§ What the exercise asks:
Repeat the entries without change, omitting the pictures.

[Dataset items]
_ _ _

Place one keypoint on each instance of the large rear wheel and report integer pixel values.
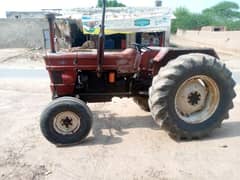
(192, 95)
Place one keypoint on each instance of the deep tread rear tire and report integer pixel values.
(169, 79)
(142, 102)
(65, 104)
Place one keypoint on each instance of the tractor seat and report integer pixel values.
(127, 54)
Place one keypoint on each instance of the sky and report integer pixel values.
(30, 5)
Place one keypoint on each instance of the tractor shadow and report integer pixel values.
(228, 130)
(108, 128)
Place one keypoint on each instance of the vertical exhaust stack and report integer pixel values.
(101, 39)
(51, 19)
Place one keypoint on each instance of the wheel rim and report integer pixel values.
(197, 99)
(66, 123)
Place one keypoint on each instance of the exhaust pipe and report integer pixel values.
(101, 39)
(51, 18)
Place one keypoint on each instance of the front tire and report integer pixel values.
(66, 120)
(192, 95)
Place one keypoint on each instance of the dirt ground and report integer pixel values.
(124, 142)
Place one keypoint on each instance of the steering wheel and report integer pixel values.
(139, 47)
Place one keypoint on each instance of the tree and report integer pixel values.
(110, 3)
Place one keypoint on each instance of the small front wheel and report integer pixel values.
(66, 120)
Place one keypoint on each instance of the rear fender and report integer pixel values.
(167, 54)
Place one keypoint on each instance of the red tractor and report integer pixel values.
(189, 92)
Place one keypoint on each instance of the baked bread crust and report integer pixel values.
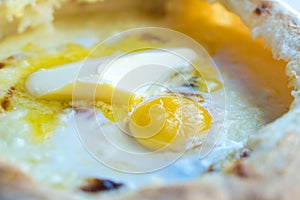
(270, 172)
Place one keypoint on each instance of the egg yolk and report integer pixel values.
(169, 123)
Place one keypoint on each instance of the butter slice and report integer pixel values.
(103, 78)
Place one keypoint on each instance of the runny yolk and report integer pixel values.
(169, 123)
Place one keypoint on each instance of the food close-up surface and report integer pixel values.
(133, 99)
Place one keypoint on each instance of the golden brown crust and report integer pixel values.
(14, 184)
(271, 171)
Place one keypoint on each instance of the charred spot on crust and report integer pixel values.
(2, 65)
(6, 100)
(99, 185)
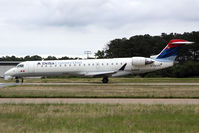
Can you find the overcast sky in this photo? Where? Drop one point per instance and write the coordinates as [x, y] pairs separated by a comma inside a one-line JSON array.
[[69, 27]]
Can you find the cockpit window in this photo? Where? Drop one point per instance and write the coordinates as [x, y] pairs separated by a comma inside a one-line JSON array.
[[20, 65]]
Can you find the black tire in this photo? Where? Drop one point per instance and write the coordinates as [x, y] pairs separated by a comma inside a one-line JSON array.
[[17, 80], [105, 80]]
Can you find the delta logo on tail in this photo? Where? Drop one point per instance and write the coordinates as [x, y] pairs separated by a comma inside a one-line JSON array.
[[171, 51]]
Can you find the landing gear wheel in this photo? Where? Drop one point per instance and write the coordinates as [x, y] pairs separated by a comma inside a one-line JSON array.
[[17, 80], [105, 80]]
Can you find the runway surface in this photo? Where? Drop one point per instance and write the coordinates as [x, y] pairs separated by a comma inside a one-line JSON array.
[[95, 101], [90, 83]]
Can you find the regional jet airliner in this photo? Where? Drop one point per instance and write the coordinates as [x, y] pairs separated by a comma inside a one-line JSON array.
[[104, 68]]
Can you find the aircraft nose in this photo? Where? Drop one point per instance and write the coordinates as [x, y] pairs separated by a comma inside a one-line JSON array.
[[9, 72]]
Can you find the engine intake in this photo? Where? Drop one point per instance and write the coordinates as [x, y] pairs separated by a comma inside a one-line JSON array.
[[141, 61]]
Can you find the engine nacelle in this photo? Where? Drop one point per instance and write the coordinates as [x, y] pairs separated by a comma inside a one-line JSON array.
[[141, 61]]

_ _ _

§ Reply:
Place one keypoint on each instance of the large rear wheel and report integer pixel values.
(192, 95)
Place one keypoint on each instance of the deep tread rear tire and report integer pixel values.
(169, 79)
(142, 102)
(65, 104)
Place one keypoint on each instance of the tractor seat and report integer pixel values.
(127, 54)
Place one keypoint on each instance of the sky and report integer pixel values.
(30, 5)
Place one keypoint on each instance of the tractor shadow and report integer pixel values.
(228, 130)
(108, 128)
Place one keypoint on each instance of the vertical exhaust stack and report integer pixel values.
(101, 39)
(51, 19)
Place one keypoint on each instance of the wheel rim and report integer pixel values.
(197, 99)
(66, 123)
Place one keypoint on each instance of the exhaust pipe and report integer pixel values.
(101, 39)
(51, 18)
Place one keypoint on each instance of the front tire and report integer pixel values.
(66, 120)
(192, 95)
Place one keypoint on each instance of the dirt ground and report integer pixel values.
(124, 142)
Place one keypoint on each instance of the steering wheel and report integer pixel values.
(139, 47)
Place one keypoint on each instance of the tree and report integer pixel values.
(110, 3)
Place one keypoint on each instance of the small front wheel and report integer pixel values.
(66, 120)
Place one keypoint on each instance of the rear fender and report integer pixel values.
(167, 54)
Place one keypoint on each instance of the red tractor and report integer pixel values.
(189, 92)
Place one keypoint on each instance of the baked bread crust and report integer pixel values.
(270, 172)
Place one keypoint on each instance of the egg yolk and report integer pixel values.
(169, 123)
Place one keypoint on each instance of the butter slice and report integer pixel values.
(103, 78)
Place one keypoint on each instance of the runny yolk and report integer pixel values.
(169, 123)
Place one keypoint on each instance of the food close-up surface and report integer pixel values.
(133, 99)
Place one keypoint on each instance of the golden brown crust and report integer pixel values.
(14, 184)
(271, 171)
Place one keypoint on each instance of the charred spot on crust and report integer pixel values.
(2, 65)
(6, 100)
(99, 185)
Can you find the overcast sky in this photo? Where? Drop one point per instance and write the coordinates as [x, y] pairs separated by a comma inside a one-line JSON array.
[[69, 27]]
Can you find the cockpit window in this photo? Where? Drop one point per instance and write the coordinates as [x, y] pairs separated by a comma inside a one-line JSON array.
[[20, 65]]
Can you find the black tire in this photo? Where? Drop one point per instance and write the coordinates as [x, y] pairs separated by a comma inside a one-line JSON array.
[[17, 80], [105, 80]]
Can you find the delta logo on tail in this photo? Where? Drop one point per instance and write the coordinates as [x, y] pairs separated by a comma inside a one-line JSON array.
[[171, 51]]
Can you find the landing gear wheel in this photo? Where? Drop one point per instance and write the coordinates as [x, y] pairs separated by a comma inside a one-line JSON array.
[[17, 80], [105, 80]]
Can you find the runway surface in this photo? Where? Drop one point per instance and write the coordinates as [x, y] pairs separated by a comma inside a one-line JSON array.
[[95, 101], [90, 83]]
Can you find the regional jet airliner in this photo? Where? Drop one point per instance and write the coordinates as [x, y] pairs separated by a comma inside a one-line JSON array.
[[104, 68]]
Can you find the aircraft nose in this photo? Where? Drop one point per instance and write the coordinates as [x, y] pairs separated by a comma inside a one-line JSON array.
[[9, 72]]
Can you find the engine intake in this photo? Where? Drop one point per instance and write the coordinates as [x, y] pairs separated by a comma inside a one-line JSON array.
[[141, 61]]
Can you find the engine nacelle in this photo? Where? Drop one point per instance and write the coordinates as [x, y] pairs separated by a comma inside a one-line JSON array.
[[141, 61]]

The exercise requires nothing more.